§ The data
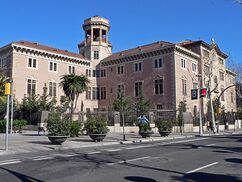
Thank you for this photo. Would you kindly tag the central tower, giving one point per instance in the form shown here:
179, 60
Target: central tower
96, 45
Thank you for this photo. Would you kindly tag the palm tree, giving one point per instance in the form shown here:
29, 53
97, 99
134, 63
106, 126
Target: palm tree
3, 80
73, 85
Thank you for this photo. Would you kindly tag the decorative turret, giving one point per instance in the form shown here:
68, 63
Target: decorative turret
96, 45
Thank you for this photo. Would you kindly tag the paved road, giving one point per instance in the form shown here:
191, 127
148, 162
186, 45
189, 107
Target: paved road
194, 159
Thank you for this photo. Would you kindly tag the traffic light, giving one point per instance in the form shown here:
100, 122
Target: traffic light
194, 94
203, 92
7, 89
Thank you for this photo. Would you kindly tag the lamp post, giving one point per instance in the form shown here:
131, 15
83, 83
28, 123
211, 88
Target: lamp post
12, 100
7, 91
199, 104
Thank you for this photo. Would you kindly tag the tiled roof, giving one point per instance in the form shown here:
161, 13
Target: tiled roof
139, 49
190, 42
48, 49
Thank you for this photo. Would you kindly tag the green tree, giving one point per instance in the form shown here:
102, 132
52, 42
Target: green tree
121, 104
3, 80
73, 85
142, 106
45, 102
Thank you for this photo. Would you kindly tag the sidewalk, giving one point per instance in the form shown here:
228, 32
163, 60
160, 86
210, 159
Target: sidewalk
30, 141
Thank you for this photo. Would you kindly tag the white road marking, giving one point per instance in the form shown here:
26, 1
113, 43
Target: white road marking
138, 147
165, 143
12, 161
43, 158
94, 152
65, 155
125, 161
212, 144
200, 168
113, 150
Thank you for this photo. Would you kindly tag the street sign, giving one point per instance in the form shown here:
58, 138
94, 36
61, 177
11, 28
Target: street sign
194, 94
203, 92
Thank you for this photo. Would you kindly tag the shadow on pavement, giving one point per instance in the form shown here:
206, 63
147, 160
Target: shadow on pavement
139, 179
202, 177
21, 177
31, 134
234, 160
222, 151
41, 142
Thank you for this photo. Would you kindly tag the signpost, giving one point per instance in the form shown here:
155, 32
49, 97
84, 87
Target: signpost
7, 92
197, 94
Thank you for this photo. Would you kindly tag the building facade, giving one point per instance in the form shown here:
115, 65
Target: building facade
163, 72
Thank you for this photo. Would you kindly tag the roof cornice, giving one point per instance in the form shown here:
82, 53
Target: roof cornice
45, 53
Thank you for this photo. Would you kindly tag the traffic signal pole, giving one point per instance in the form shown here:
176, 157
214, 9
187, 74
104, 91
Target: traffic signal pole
200, 112
7, 92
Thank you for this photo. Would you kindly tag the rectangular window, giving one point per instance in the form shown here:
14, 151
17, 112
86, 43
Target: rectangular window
31, 87
194, 67
206, 70
103, 93
103, 73
52, 89
71, 69
120, 69
53, 66
138, 89
3, 62
158, 63
138, 67
32, 63
221, 61
221, 76
183, 63
184, 87
88, 73
205, 54
195, 85
222, 96
96, 55
98, 93
88, 93
159, 106
120, 89
159, 87
93, 73
94, 93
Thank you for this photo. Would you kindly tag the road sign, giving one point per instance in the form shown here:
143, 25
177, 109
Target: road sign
203, 92
194, 94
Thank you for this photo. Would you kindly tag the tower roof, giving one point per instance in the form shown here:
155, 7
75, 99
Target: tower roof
96, 20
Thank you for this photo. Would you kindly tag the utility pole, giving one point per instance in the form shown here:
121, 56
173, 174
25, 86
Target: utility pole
12, 100
7, 92
199, 104
210, 96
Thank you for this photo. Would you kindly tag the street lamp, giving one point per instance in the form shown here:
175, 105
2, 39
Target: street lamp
199, 104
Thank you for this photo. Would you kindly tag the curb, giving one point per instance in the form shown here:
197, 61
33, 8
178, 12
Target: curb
155, 139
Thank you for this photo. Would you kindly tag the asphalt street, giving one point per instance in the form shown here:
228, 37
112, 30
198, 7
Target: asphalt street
217, 158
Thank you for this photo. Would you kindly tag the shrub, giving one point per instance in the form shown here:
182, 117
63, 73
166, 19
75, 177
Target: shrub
164, 125
75, 128
144, 127
96, 125
19, 124
57, 126
2, 126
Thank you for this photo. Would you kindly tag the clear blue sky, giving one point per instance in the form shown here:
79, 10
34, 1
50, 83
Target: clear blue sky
58, 23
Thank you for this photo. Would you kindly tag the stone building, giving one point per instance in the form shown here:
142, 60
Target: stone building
164, 72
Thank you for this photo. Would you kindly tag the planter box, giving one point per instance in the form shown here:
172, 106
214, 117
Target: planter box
97, 137
146, 134
164, 133
57, 140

§ To do
Leave out every line before the one containing "Target: shrub"; set down that line and all remaining lines of the material exactly.

§ Written response
Target: shrub
164, 125
75, 128
144, 127
96, 125
19, 124
57, 126
2, 126
Thank you for this photo. Would you kindly tag the clear blue sky, giving one point per instance in the form shown here:
79, 10
34, 1
50, 83
Target: clear blue sky
58, 23
Thank you for this photo. Would you kindly tag the stone building, giving one point per instance in the form shown here:
142, 60
Target: stone building
164, 72
Thank you for this photo. Would you kindly tag the planter box, giving one point per instance in the form shown here:
172, 106
214, 117
Target: planter box
97, 137
146, 134
164, 133
57, 140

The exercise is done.